*** Opening of DATA EXTRACTS ***

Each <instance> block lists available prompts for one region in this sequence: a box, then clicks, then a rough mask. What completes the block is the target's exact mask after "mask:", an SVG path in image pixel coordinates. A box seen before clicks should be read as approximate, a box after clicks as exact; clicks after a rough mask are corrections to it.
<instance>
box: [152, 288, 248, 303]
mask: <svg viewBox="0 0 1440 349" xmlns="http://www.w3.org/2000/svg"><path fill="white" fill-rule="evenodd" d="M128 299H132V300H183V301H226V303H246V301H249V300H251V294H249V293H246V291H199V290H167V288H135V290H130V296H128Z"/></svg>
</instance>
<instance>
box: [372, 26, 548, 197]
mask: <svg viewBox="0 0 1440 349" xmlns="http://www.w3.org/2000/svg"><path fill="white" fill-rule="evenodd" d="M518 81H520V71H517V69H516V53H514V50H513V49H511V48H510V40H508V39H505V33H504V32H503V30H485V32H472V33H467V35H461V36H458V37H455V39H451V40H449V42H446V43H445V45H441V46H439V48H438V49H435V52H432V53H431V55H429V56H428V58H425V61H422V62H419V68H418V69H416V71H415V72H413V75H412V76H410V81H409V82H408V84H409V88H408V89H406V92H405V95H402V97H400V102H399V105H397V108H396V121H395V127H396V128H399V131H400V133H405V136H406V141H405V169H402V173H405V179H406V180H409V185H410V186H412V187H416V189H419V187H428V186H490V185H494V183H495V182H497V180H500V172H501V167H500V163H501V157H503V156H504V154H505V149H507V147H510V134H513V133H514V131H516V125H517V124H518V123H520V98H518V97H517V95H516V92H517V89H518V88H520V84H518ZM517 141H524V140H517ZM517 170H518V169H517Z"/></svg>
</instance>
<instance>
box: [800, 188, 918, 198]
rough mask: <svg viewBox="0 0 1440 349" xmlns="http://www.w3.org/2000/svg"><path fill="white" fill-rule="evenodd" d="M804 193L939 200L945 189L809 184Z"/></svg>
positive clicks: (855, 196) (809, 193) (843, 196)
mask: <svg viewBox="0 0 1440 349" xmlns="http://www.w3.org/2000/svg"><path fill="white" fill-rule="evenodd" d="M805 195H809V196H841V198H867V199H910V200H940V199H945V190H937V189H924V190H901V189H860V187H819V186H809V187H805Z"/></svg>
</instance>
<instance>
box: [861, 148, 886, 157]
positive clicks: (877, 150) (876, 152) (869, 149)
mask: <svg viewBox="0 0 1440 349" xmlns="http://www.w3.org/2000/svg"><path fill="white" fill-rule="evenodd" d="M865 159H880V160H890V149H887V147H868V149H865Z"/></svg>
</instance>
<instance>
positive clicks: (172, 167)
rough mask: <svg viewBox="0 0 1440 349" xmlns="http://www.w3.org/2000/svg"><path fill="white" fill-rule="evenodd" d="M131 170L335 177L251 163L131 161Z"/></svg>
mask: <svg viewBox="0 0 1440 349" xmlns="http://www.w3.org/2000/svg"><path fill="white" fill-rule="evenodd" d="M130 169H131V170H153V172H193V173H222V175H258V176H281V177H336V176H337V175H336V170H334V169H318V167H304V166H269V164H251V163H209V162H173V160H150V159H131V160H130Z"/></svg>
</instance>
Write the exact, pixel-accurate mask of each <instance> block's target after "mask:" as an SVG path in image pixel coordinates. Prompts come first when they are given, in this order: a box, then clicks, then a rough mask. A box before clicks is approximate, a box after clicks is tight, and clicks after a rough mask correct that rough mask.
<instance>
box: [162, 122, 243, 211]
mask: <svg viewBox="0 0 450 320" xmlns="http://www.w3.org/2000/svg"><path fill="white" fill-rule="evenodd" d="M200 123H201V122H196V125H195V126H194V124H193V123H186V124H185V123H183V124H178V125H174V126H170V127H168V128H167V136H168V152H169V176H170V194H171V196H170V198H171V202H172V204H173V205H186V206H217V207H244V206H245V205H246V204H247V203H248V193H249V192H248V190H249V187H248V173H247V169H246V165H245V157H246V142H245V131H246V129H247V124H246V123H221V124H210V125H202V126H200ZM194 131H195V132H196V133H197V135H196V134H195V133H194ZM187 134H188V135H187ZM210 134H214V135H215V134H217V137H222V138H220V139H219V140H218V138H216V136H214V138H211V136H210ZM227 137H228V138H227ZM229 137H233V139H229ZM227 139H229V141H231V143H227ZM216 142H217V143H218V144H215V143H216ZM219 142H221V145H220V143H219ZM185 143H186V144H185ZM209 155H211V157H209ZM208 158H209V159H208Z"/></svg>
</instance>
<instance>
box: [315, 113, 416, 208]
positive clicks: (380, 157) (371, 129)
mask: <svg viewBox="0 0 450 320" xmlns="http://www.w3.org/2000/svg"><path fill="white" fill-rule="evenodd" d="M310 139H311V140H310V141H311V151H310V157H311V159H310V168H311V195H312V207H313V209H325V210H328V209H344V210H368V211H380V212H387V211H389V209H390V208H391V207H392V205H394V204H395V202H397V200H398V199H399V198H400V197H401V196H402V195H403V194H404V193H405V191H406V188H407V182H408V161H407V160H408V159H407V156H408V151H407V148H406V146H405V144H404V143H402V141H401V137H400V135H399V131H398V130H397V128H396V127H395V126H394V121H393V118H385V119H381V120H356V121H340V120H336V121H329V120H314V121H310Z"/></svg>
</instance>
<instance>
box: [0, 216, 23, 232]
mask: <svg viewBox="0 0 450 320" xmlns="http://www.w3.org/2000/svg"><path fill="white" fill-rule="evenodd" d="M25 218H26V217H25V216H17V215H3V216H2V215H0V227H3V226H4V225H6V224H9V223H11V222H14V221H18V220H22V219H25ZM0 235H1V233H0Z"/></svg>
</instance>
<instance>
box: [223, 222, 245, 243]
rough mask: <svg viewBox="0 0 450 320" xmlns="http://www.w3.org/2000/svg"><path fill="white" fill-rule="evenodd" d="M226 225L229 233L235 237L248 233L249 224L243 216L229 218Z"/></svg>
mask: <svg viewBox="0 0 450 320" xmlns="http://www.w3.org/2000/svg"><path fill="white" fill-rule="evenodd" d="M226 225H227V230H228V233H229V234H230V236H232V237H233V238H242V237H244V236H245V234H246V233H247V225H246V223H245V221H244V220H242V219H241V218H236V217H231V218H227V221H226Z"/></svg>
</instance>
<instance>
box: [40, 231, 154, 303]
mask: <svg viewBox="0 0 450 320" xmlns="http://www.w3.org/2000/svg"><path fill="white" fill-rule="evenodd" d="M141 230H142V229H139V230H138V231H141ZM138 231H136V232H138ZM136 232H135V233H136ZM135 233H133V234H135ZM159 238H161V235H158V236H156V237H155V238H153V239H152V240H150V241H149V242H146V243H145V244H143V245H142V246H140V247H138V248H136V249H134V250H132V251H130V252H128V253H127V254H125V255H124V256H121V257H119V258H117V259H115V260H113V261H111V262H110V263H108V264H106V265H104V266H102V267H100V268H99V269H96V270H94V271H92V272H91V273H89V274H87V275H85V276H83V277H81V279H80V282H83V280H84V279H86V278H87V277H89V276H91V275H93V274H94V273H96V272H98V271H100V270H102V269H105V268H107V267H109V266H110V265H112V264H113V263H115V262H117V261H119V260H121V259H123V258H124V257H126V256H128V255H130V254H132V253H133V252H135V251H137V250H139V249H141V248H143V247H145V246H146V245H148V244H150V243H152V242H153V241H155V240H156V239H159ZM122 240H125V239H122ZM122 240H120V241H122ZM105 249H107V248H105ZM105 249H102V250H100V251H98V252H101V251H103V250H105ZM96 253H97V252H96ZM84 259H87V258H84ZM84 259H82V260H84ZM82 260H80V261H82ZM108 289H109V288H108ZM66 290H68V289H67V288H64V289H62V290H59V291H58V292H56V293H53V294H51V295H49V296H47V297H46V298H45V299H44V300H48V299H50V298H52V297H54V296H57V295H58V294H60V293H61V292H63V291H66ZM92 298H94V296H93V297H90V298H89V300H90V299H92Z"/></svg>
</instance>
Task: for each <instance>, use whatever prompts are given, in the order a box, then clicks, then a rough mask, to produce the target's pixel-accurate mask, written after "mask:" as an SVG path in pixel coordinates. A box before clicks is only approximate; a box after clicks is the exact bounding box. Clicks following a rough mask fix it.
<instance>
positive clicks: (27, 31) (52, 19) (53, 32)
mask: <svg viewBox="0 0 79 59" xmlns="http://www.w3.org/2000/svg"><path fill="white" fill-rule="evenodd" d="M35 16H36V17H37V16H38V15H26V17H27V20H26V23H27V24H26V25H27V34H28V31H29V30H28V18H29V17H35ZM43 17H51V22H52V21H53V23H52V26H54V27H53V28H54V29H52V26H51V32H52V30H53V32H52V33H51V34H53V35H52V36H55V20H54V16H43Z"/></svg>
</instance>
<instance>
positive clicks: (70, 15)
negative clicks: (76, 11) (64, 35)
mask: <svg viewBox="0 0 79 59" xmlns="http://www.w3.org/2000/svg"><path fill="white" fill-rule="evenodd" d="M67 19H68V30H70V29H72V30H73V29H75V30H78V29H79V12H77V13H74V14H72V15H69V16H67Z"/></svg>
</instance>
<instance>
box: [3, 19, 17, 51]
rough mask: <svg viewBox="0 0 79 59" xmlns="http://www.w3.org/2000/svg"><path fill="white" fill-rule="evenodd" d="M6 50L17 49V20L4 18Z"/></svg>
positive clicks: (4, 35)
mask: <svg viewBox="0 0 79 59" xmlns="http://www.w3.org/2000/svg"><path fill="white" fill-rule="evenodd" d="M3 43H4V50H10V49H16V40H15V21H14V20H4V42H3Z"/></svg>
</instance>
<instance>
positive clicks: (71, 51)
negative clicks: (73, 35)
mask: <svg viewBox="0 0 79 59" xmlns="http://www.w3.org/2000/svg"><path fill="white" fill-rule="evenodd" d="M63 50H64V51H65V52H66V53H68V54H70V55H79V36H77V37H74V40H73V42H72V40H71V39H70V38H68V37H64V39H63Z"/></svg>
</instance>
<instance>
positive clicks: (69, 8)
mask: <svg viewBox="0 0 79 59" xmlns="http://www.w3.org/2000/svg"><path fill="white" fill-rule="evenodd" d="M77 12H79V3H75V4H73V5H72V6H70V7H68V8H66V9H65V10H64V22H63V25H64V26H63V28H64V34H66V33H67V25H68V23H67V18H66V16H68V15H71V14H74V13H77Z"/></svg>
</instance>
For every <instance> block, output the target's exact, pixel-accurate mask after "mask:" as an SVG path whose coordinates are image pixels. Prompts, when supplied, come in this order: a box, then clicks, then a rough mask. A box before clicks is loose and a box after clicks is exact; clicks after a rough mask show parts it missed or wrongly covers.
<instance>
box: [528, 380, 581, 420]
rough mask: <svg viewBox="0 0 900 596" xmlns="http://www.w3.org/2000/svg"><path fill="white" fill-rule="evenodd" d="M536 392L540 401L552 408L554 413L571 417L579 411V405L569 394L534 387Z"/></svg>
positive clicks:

*** Close of DATA EXTRACTS ***

• [WHAT THE EXERCISE ASKS]: Only a number is wanted. How many lines of the entries above carry "when"?

• [EXPECTED ANSWER]: 2